To be done.
Answer these questions from the page on CEL expression validation below:
(a) Which company developed CEL?
(b) Which package, and at what minimum version, does CEL support require?
(c) Which example file shows CEL expressions with Pandas DataFrames?

Source text.

CEL Expression Validation#

Overview#

The Data Intelligence SDK supports CEL (Common Expression Language) for defining custom validation rules. CEL is a non-Turing complete expression language developed by Google that provides a safe, fast way to evaluate expressions without the security risks of arbitrary code execution.

CEL expressions allow you to:

  • Define complex validation logic without writing Python code

  • Reference multiple columns in a single validation rule

  • Use conditional logic (ternary operators) for context-dependent validation

  • Perform string operations, arithmetic, and logical comparisons

  • Validate data against business rules that span multiple fields

Warning

Column Names are CASE-SENSITIVE

CEL expressions use exact string matching for column names. birth_date and Birth_date are different columns. firstName and First_Name are different columns. Always use the exact column name as defined in your metadata.

Examples:

  • ✅ Correct: birth_date != null (matches metadata column birth_date)

  • ❌ Wrong: Birth_date != null (case mismatch)

  • ❌ Wrong: BIRTH_DATE != null (case mismatch)

  • ❌ Wrong: birthDate != null (different name)

Installation#

CEL support requires the cel-python package:

pip install cel-python>=0.5.0

Or install the full SDK which includes CEL support:

pip install data-intelligence-sdk

Complete Examples#

For complete working examples, see:

  • examples/cel_usage.py - CEL expressions with batch validation

  • examples/cel_pandas_dataframe_usage.py - CEL expressions with Pandas DataFrames

  • examples/table_cel_usage.py - Table-level CEL expressions for cross-column validation

CEL Validation Types#

The SDK supports two types of CEL validation:

Column-Level CEL (CELCheck)

Material supplied.
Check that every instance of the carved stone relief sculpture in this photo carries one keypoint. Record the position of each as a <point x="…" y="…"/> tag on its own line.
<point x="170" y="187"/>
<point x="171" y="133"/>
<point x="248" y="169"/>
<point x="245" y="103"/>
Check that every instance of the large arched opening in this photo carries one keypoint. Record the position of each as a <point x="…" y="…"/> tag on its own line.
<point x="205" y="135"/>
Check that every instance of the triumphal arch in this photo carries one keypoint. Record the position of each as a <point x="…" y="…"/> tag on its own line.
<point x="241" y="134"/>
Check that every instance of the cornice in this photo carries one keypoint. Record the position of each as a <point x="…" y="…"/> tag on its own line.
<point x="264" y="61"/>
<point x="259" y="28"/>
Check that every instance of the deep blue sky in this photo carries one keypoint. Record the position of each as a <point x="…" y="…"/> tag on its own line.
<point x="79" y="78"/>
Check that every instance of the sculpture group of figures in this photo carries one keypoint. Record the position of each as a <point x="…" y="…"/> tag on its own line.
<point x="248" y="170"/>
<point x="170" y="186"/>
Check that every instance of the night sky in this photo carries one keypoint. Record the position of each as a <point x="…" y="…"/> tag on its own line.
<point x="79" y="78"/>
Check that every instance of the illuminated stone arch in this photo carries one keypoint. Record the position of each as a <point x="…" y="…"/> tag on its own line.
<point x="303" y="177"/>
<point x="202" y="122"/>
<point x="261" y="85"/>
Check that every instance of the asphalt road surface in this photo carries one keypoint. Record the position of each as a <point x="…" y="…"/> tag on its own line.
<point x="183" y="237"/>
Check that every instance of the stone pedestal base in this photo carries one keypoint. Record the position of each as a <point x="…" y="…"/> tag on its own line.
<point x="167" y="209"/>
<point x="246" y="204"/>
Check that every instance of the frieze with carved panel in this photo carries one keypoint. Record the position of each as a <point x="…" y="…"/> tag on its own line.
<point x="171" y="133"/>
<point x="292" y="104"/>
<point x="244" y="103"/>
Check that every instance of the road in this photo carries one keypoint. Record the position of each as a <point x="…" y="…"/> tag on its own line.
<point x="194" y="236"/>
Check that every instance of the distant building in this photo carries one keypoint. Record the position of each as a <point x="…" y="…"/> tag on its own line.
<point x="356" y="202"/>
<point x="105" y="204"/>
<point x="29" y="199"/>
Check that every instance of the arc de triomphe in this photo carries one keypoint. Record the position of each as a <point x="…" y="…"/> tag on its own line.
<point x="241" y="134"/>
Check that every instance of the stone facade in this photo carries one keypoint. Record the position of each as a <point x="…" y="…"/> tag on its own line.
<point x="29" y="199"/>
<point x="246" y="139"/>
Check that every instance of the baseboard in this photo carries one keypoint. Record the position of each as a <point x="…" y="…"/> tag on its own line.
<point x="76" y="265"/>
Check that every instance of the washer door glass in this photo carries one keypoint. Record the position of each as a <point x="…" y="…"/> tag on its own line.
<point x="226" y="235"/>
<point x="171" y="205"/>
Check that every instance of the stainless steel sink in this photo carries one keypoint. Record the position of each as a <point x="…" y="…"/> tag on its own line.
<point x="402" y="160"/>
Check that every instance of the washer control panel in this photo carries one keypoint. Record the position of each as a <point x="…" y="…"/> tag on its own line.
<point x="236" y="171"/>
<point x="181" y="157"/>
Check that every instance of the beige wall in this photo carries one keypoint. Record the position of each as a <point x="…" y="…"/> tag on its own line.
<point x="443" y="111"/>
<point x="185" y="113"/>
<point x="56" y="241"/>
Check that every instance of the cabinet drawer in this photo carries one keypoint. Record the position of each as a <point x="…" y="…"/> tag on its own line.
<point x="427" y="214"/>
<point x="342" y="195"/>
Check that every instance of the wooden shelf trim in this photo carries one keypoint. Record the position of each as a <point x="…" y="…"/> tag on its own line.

Full solution.
(a) Google.
(b) The cel-python package, version 0.5.0 or later.
(c) examples/cel_pandas_dataframe_usage.py